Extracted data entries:
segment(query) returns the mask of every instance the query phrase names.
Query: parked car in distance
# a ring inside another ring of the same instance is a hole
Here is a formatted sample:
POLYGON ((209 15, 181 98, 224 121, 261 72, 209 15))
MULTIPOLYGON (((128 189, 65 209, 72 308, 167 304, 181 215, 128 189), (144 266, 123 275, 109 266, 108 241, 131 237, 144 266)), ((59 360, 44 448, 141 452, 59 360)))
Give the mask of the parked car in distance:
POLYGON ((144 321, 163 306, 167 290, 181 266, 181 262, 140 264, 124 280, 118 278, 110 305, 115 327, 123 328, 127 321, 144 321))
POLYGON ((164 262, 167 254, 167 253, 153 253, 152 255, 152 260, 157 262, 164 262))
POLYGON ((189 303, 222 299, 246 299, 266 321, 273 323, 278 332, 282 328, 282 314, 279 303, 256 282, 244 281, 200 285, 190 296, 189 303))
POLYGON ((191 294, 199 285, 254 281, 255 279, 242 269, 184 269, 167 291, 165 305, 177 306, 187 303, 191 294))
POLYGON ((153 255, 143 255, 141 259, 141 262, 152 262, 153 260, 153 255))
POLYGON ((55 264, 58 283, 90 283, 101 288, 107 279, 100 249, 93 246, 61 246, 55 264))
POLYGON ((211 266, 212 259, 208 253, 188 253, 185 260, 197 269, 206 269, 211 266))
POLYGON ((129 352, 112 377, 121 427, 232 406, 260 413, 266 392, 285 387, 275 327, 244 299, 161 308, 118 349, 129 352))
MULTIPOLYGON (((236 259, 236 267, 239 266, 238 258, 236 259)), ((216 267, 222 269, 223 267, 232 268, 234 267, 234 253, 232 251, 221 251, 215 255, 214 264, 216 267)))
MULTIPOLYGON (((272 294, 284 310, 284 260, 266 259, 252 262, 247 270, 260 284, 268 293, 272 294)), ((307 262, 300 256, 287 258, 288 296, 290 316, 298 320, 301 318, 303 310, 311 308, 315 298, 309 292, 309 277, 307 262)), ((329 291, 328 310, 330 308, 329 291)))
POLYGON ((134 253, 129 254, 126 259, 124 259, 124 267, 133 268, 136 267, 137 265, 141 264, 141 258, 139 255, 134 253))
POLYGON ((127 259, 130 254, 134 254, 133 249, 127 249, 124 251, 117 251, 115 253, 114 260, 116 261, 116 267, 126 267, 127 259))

Task: Turn the entries above into a Markdown table with the columns Row and Line. Give each nonblank line its own numbered row.

Reply to the exercise:
| Row | Line |
|---|---|
| 1 | segment(query) returns the mask of every instance the query phrase names. |
| 2 | Query: parked car in distance |
| 3 | # a ring inside another ring of the same instance is a hole |
| 4 | Here is a formatted sample: |
| 5 | POLYGON ((209 15, 181 98, 224 121, 261 72, 209 15)) |
| 6 | MULTIPOLYGON (((128 189, 65 209, 72 308, 167 304, 181 215, 128 189), (144 266, 123 275, 109 266, 108 241, 131 237, 144 266)), ((59 360, 44 448, 141 452, 59 360))) |
| 7 | Give the mask of the parked car in distance: |
| 8 | POLYGON ((144 321, 163 306, 167 290, 181 266, 181 262, 140 264, 124 280, 118 278, 110 305, 115 327, 123 328, 127 321, 144 321)) |
| 9 | POLYGON ((164 262, 167 254, 167 253, 153 253, 152 255, 152 260, 157 262, 164 262)) |
| 10 | POLYGON ((189 303, 222 299, 246 299, 266 321, 273 323, 278 332, 282 328, 282 314, 279 303, 256 282, 244 281, 200 285, 190 296, 189 303)) |
| 11 | POLYGON ((191 294, 199 285, 254 281, 255 279, 242 269, 184 269, 167 291, 165 305, 177 306, 187 303, 191 294)) |
| 12 | POLYGON ((153 255, 143 255, 141 259, 141 262, 152 262, 153 260, 153 255)) |
| 13 | POLYGON ((55 264, 58 283, 90 283, 101 288, 107 279, 100 249, 93 246, 61 246, 55 264)) |
| 14 | POLYGON ((211 266, 212 259, 208 253, 188 253, 185 260, 197 269, 206 269, 211 266)) |
| 15 | POLYGON ((129 352, 112 377, 121 427, 232 406, 260 413, 266 392, 285 387, 275 327, 244 299, 161 308, 118 349, 129 352)) |
| 16 | MULTIPOLYGON (((236 259, 236 267, 239 266, 238 258, 236 259)), ((216 267, 222 269, 223 267, 232 268, 234 267, 234 253, 232 251, 221 251, 215 255, 214 264, 216 267))) |
| 17 | MULTIPOLYGON (((272 294, 284 310, 284 260, 266 259, 252 262, 247 270, 260 284, 268 293, 272 294)), ((307 262, 300 256, 287 258, 288 296, 290 316, 298 320, 301 318, 303 310, 311 308, 315 298, 309 292, 309 277, 307 262)), ((329 291, 328 310, 330 308, 329 291))) |
| 18 | POLYGON ((134 253, 129 254, 126 259, 124 259, 124 267, 133 268, 136 267, 137 265, 141 264, 141 258, 139 255, 134 253)) |
| 19 | POLYGON ((127 259, 130 254, 134 254, 133 249, 127 249, 124 251, 117 251, 115 253, 114 260, 116 261, 116 267, 126 267, 127 259)) |